Supplied passage.
·····
First different char in two strings?

Emile van Sebille emile at fenx.com
Tue May 23 03:58:20 CEST 2000


Ah, but with only a minor mod, time it again: ;-)

a = "abc"*
b = a[:-1]+'l'

for i in range(len(a)-1,0,-1):
  if b[i] != a[i]:
    break
print i

Life's-easier-when-you-get-to-select-the-test-case-ly y'rs,

Emile van Sebille
emile at fenx.com
-------------------


----- Original Message ----- 
From: Darrell Gallion <darrell at dorb.com>
To: <emile at fenx.com>
Cc: <python-list at python.org>
Sent: Monday, May 22, 2000 9:29 PM
Subject: Re: First different char in two strings?


> Emile wrote:
> > But, being as I generally find that the obvious way is often the
> > fastest,
> > or close enough, here's the obvious:
> > 
> > a = "this is a test"
> > b = "this is not a test"
> > for i in range(len(a)):
> >   if b[i] != a[i]:
> >     break
> > print i
> > 
> That was fun. The binary search won.
·····
Data listing.
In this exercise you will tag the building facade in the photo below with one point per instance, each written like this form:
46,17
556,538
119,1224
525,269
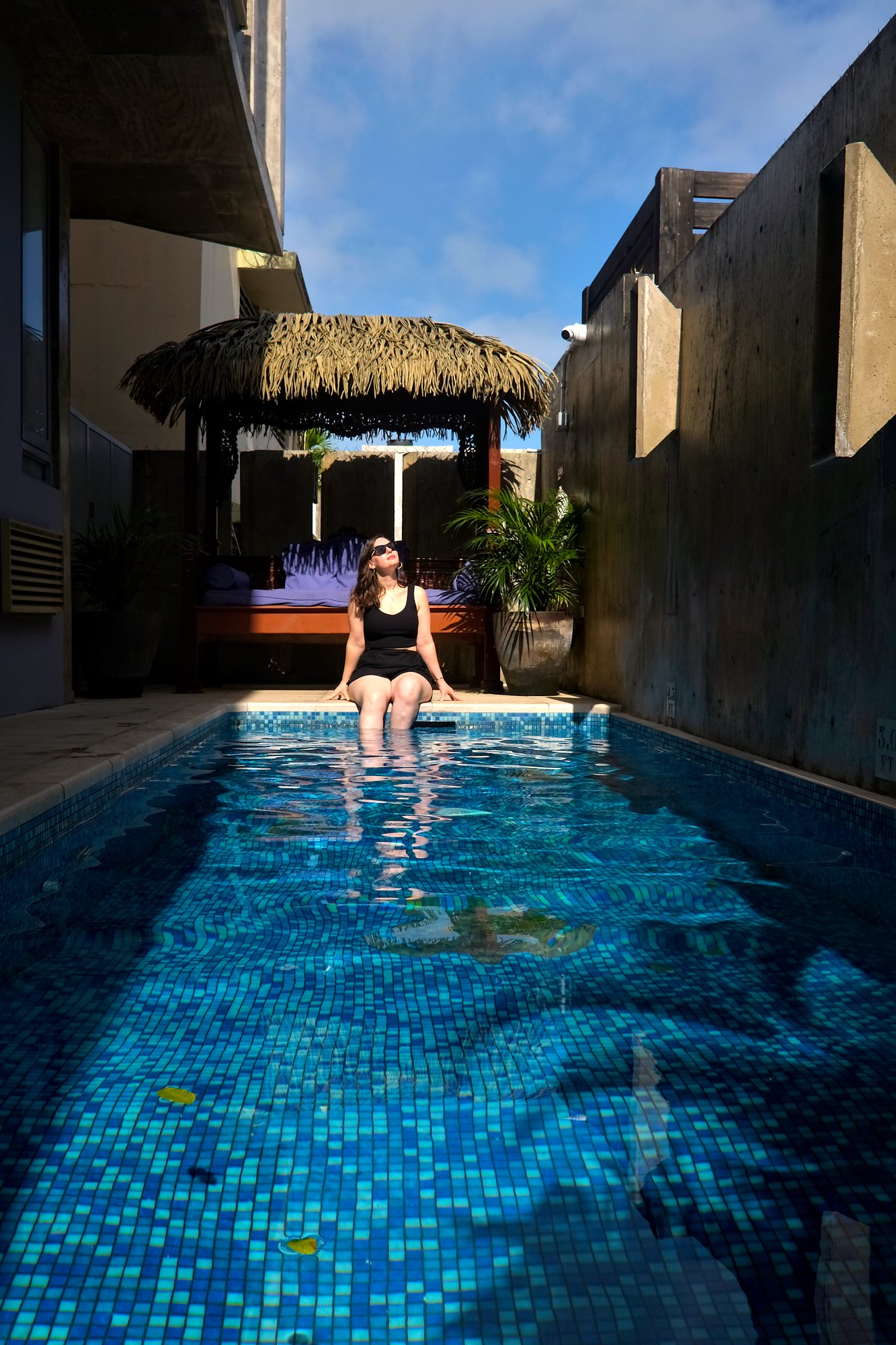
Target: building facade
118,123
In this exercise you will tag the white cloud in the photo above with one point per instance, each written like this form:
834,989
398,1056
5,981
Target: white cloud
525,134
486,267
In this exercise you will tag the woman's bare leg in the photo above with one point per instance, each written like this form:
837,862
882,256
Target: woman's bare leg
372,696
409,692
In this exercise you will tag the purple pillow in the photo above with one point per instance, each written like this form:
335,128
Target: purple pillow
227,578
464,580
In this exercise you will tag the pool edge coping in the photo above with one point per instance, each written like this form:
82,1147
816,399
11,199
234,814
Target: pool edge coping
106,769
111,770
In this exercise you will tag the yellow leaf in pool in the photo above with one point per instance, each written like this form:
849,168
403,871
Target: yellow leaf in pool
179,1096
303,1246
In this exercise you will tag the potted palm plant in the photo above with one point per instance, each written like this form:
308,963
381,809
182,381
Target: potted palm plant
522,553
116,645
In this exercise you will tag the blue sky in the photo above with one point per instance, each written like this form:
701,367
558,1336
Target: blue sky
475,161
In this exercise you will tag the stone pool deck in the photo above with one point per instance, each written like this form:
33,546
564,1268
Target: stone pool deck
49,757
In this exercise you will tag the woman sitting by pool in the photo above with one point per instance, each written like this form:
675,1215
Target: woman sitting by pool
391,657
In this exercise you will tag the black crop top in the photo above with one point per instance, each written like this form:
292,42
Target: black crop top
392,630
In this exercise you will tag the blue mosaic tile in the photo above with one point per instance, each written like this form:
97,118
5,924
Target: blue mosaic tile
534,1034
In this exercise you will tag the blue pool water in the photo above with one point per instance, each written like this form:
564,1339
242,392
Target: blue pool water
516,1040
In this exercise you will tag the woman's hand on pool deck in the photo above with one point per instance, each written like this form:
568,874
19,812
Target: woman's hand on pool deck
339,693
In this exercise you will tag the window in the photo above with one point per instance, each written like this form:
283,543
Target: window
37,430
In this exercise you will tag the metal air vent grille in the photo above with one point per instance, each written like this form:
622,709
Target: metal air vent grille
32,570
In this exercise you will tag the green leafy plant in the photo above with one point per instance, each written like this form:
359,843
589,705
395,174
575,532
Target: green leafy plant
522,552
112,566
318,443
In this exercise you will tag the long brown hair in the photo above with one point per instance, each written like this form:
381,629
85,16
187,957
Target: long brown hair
·····
Your tasks.
**a)** From the mailing-list post on comparing two strings, reproduce the passage starting with "----- Original Message" and going on through "Re: First different char in two strings?".
**b)** Translate this sentence from the string-comparison post into German: "The binary search won."

Answers given.
**a)**
----- Original Message ----- 
From: Darrell Gallion <darrell at dorb.com>
To: <emile at fenx.com>
Cc: <python-list at python.org>
Sent: Monday, May 22, 2000 9:29 PM
Subject: Re: First different char in two strings?

**b)** Die binäre Suche hat gewonnen.